EXTRACT PROVIDED:
'''
The high prevalence of disability in jail generates a requirement to meet the needs of numerous people with varying disabilities and medical conditions. Disability Rights Washington set out to investigate how well jails were doing in meeting the needs of people with disabilities. This report, “County jails, statewide problems: A look at how our friends, family and neighbors with disabilities are treated in Washington’s jails,” examines how friends, family, and neighbors with disabilities are treated in Washington’s jails.
When long-term care residents experience sexual violence, they need access to effective advocacy. This resource booklet provides information for advocates who work in disability, long-term care, or with survivors of sexual assault.
Disability Rights Washington monitored 14 employment vendors and met with multiple individuals who receive supported employment during summer 2014. Findings from this revealed many participants of Washington’s employment programs for people with developmental and intellectual disabilities still live largely isolated lives, work in segregated environments and receive little assistance to advance to integrated or viable employment. This is compiled in the report “Hours that Count: Making Employment Supports Work for Washingtonians with Developmental Disabilities”.
“Empowering Choice: from Pizza to Politics” report discusses Disability Rights Washington’s observations of everyday ways in which Supported Living providers can either facilitate or hamper people’s abilities to wholly engage in community life as equal society members, as articulated in the Residential Guidelines. Disability Rights Washington identified examples in three areas of decision-making and community engagement where people with disabilities participating in Supported Living programs can be supported to increase their political enfranchisement.
People with mental illness, developmental disabilities, and traumatic brain injuries are being held in county jails from several weeks to months awaiting evaluation or restoration of their competency to stand trial. In this report, Disability Rights Washington documents the human cost of the time these individuals spend in jail, with inadequate or no mental health treatment, usually in isolation.
“Too Little Too Late: A call to end tolerance of abuse and neglect” documents the observations of Disability Rights Washington, Columbia Legal Services, and two nationally-recognized abuse and neglect response experts. Washington must stop ignoring the safety of the vulnerable citizens participating in the state’s Supporting Living program.
'''
EXERCISE DATA:
'''
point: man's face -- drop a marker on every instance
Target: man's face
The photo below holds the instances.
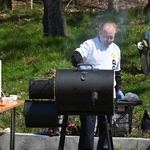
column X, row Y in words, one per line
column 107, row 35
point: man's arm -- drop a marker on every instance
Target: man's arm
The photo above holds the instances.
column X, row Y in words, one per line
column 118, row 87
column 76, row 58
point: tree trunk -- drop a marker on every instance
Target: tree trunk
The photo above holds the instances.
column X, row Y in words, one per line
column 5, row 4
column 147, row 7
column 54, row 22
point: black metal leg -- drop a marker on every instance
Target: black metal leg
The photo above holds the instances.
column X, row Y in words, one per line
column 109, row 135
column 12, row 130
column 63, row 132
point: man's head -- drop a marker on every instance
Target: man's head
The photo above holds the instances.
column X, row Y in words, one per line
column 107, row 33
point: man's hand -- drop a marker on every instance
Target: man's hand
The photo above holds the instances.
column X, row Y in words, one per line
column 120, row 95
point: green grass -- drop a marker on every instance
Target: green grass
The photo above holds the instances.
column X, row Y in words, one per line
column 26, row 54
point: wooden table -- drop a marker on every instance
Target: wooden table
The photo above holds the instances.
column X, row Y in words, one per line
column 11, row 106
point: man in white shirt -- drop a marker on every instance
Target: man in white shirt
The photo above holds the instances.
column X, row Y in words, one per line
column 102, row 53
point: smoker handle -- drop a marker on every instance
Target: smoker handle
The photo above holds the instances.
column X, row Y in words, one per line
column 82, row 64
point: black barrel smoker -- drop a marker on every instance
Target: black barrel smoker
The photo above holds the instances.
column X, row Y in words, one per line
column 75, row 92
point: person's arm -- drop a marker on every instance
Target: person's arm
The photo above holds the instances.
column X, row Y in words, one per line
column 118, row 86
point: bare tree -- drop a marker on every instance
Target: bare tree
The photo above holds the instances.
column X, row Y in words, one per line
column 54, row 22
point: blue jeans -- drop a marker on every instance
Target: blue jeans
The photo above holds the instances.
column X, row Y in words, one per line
'''
WHAT YOU HAVE TO DO:
Extend the summaries of Disability Rights Washington reports from where they stop.

TASK OUTPUT:
The thought of doctors and parents, together, deciding to remove the body parts and stunt the growth of a child based on assumptions about their awareness and quality of life is shocking and disgusting. That it is happening to those unable to use their own voice is even worse. The National Disability Rights Network—in an effort to shed some light on this barbaric practice and thrust the medical community that supports it into the 21st century—has released this report called Devaluing People with Disabilities: Medical Procedures that Violate Civil Rights.
Washington’s system for responding to abuse and neglect of adults is currently failing to provide the protection that adults with disabilities need in order to live safely and with dignity. This report describes how the effectiveness of investigations is compromised by poorly conducted investigations, low substantiation rates, and lack of adequate policies and resources. This report also discusses other related issues including assessment of allegations, enforcement of mandatory reporting statutes, and the protection of alleged victims of abuse during ongoing investigations.
Investigative Report Regarding the “Ashley Treatment” report finds that Children’s Hospital and Regional Medical Center, as a result of a communication breakdown, violated Washington state law in performing the hysterectomy portion of the “Ashley Treatment” on a 6-year old with a developmental disability without a court order authorizing the procedure.